• **Entries provided**
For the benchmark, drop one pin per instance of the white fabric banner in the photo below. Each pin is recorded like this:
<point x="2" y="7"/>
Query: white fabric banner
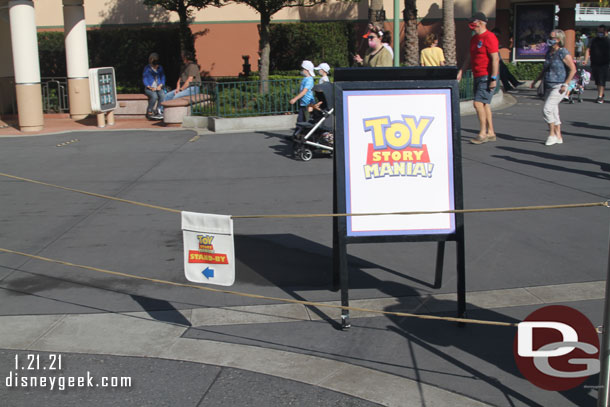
<point x="209" y="253"/>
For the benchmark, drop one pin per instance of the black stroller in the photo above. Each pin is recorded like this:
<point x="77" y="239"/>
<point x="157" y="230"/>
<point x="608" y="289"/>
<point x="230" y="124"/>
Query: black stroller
<point x="317" y="134"/>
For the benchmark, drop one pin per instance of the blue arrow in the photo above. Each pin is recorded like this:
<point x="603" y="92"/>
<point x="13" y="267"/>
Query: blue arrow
<point x="208" y="273"/>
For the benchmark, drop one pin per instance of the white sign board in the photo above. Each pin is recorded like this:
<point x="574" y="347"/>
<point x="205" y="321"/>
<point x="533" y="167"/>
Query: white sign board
<point x="398" y="158"/>
<point x="209" y="253"/>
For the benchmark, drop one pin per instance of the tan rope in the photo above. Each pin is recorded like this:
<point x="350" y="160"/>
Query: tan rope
<point x="320" y="215"/>
<point x="262" y="297"/>
<point x="89" y="193"/>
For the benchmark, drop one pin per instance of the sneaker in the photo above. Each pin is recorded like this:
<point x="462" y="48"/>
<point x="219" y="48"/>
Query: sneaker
<point x="477" y="140"/>
<point x="553" y="140"/>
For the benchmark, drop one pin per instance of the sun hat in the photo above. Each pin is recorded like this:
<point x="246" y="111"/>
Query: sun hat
<point x="323" y="66"/>
<point x="308" y="66"/>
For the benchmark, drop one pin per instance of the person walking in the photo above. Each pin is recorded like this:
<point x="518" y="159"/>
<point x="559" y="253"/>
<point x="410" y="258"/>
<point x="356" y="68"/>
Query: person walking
<point x="189" y="80"/>
<point x="509" y="82"/>
<point x="557" y="72"/>
<point x="432" y="55"/>
<point x="153" y="78"/>
<point x="599" y="54"/>
<point x="484" y="59"/>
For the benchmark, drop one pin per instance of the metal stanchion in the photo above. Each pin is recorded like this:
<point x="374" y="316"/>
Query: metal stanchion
<point x="604" y="377"/>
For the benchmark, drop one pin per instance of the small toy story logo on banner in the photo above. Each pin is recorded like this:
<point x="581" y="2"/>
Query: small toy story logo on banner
<point x="209" y="254"/>
<point x="399" y="158"/>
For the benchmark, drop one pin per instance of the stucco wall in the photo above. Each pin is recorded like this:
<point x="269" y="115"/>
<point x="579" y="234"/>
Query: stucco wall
<point x="227" y="33"/>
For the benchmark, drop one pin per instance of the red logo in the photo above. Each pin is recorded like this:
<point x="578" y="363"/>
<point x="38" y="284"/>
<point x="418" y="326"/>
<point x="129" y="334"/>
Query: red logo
<point x="557" y="348"/>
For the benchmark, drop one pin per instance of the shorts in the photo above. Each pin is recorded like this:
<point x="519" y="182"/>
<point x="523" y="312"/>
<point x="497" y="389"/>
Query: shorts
<point x="600" y="74"/>
<point x="482" y="93"/>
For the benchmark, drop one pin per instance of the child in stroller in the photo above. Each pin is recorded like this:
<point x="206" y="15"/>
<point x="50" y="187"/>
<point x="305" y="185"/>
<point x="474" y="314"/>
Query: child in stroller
<point x="316" y="135"/>
<point x="577" y="84"/>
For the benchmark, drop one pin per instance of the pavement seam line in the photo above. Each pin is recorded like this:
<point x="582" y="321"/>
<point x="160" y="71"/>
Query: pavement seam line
<point x="50" y="329"/>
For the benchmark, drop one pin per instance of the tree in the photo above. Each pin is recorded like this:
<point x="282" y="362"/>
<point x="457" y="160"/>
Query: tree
<point x="411" y="37"/>
<point x="449" y="33"/>
<point x="267" y="8"/>
<point x="184" y="8"/>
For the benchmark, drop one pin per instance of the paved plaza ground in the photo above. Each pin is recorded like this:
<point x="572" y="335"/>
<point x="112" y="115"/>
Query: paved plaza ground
<point x="187" y="347"/>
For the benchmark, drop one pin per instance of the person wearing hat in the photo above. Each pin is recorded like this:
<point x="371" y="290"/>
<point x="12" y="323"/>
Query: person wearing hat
<point x="153" y="79"/>
<point x="485" y="64"/>
<point x="376" y="55"/>
<point x="305" y="96"/>
<point x="324" y="70"/>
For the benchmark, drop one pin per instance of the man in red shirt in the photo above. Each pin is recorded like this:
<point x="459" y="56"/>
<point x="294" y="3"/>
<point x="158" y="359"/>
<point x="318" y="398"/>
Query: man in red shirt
<point x="485" y="63"/>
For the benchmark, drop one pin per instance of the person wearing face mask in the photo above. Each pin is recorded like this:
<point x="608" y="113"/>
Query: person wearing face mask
<point x="599" y="53"/>
<point x="557" y="72"/>
<point x="376" y="55"/>
<point x="153" y="79"/>
<point x="484" y="59"/>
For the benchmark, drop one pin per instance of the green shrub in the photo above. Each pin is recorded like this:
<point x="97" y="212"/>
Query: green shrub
<point x="52" y="54"/>
<point x="291" y="43"/>
<point x="525" y="70"/>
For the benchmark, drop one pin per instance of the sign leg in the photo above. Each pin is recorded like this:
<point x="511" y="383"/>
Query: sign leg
<point x="440" y="258"/>
<point x="461" y="276"/>
<point x="344" y="274"/>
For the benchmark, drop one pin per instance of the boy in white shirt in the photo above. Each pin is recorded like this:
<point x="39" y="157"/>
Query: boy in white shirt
<point x="324" y="69"/>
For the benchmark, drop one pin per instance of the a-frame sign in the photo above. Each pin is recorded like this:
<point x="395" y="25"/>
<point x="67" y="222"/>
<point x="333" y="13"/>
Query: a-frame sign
<point x="397" y="149"/>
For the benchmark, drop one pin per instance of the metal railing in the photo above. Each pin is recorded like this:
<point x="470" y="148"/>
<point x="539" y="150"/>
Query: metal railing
<point x="245" y="98"/>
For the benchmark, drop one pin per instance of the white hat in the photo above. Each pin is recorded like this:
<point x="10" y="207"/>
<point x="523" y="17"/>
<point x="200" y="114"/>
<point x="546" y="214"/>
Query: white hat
<point x="323" y="66"/>
<point x="308" y="66"/>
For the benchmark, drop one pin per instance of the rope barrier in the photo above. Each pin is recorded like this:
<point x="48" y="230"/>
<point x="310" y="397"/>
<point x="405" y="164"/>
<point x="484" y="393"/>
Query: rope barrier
<point x="286" y="216"/>
<point x="321" y="215"/>
<point x="261" y="297"/>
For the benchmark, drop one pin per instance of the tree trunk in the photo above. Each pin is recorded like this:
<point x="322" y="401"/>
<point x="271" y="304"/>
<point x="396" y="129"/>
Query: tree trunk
<point x="449" y="32"/>
<point x="411" y="37"/>
<point x="186" y="37"/>
<point x="264" y="51"/>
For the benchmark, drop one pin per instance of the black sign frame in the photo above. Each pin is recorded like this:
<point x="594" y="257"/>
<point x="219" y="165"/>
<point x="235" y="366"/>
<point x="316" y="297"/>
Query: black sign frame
<point x="340" y="233"/>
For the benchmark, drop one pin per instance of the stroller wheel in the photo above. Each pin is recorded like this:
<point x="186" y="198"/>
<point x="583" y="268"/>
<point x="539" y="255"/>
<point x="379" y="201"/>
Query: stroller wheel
<point x="306" y="154"/>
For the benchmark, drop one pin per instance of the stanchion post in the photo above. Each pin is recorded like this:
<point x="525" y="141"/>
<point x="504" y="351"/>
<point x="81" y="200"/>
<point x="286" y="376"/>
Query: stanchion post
<point x="110" y="118"/>
<point x="603" y="397"/>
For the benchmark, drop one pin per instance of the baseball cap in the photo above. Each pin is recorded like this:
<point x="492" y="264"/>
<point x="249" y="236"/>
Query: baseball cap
<point x="478" y="16"/>
<point x="308" y="66"/>
<point x="323" y="66"/>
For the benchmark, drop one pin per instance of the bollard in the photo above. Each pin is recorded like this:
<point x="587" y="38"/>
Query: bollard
<point x="604" y="377"/>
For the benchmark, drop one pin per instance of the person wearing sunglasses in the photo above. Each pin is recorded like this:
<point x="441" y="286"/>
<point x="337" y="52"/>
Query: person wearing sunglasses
<point x="485" y="62"/>
<point x="376" y="55"/>
<point x="557" y="72"/>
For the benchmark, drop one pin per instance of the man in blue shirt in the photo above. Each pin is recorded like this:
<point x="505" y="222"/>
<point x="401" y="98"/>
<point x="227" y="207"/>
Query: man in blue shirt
<point x="305" y="96"/>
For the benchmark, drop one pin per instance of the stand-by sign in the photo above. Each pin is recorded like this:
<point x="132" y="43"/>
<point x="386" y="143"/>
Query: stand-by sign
<point x="398" y="158"/>
<point x="209" y="253"/>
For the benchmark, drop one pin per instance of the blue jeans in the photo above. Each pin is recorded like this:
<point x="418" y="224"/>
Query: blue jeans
<point x="154" y="96"/>
<point x="192" y="90"/>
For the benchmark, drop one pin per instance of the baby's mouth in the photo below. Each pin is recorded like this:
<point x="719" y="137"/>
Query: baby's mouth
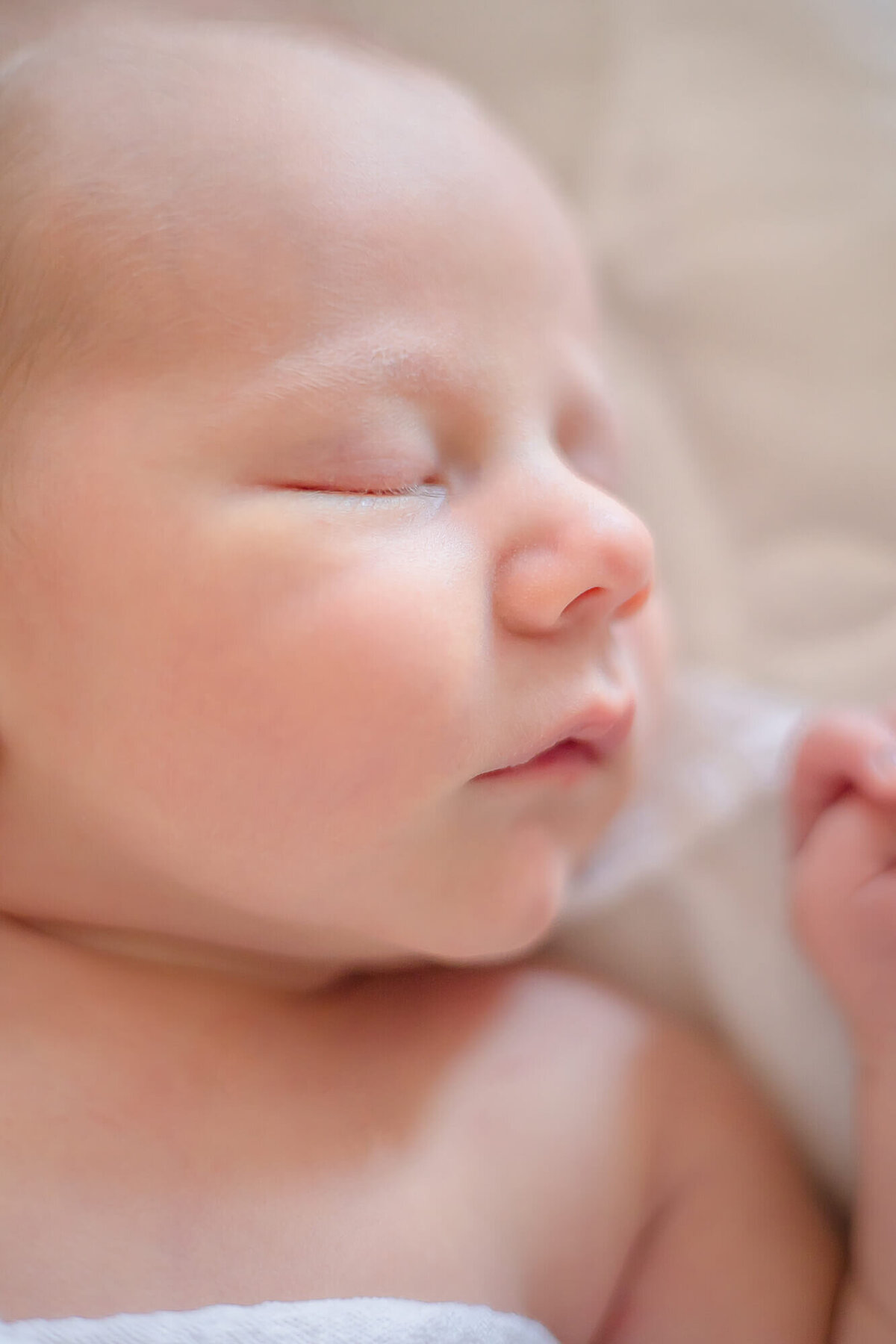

• **Problem to solve**
Render everything from the line containing "For the benchmark, drop one pin per instance of the stanchion" down to the end of the records as a numbered list, skipping blank lines and leaving out the pictures.

• **Exercise result**
1. For the benchmark, drop one pin per instance of the stanchion post in the photo above. Each pin is recorded like this:
2. <point x="525" y="141"/>
3. <point x="504" y="351"/>
4. <point x="81" y="200"/>
5. <point x="286" y="376"/>
6. Query: stanchion post
7. <point x="110" y="118"/>
8. <point x="603" y="397"/>
9. For the benchmark, drop one pin per instance of the baseball cap in the photo above. Each pin is recorded like this:
10. <point x="492" y="264"/>
11. <point x="249" y="236"/>
12. Query: baseball cap
13. <point x="478" y="16"/>
14. <point x="308" y="66"/>
15. <point x="323" y="66"/>
16. For the benchmark, drop one pin per instance of the bollard in the photo above. Each pin is recorded like this:
17. <point x="587" y="38"/>
18. Query: bollard
19. <point x="604" y="377"/>
20. For the benchmark, drop one pin per instance of the person wearing sunglasses in the photo above. Each pin is recorded like this:
21. <point x="441" y="286"/>
22. <point x="337" y="52"/>
23. Query: person wearing sunglasses
24. <point x="485" y="62"/>
25. <point x="376" y="55"/>
26. <point x="557" y="72"/>
27. For the benchmark, drop one pin per instance of the man in blue shirt in the photo above. Each pin is recorded like this:
28. <point x="505" y="222"/>
29. <point x="401" y="98"/>
30. <point x="227" y="207"/>
31. Query: man in blue shirt
32. <point x="305" y="96"/>
33. For the benchmark, drop one pin per instance of the stand-by sign in the photo above. Each pin is recorded like this:
34. <point x="132" y="43"/>
35. <point x="386" y="143"/>
36. Query: stand-by sign
37. <point x="398" y="158"/>
38. <point x="209" y="253"/>
39. For the benchmark, drop one pin per instance of the blue jeans in the photo above. Each pin is recorded like this:
40. <point x="418" y="224"/>
41. Query: blue jeans
42. <point x="154" y="96"/>
43. <point x="192" y="90"/>
44. For the benchmark, drop one pin per instance of the baby's mouth in the photo below. Each pin is recorded like this:
45. <point x="719" y="137"/>
46. Query: baby's mouth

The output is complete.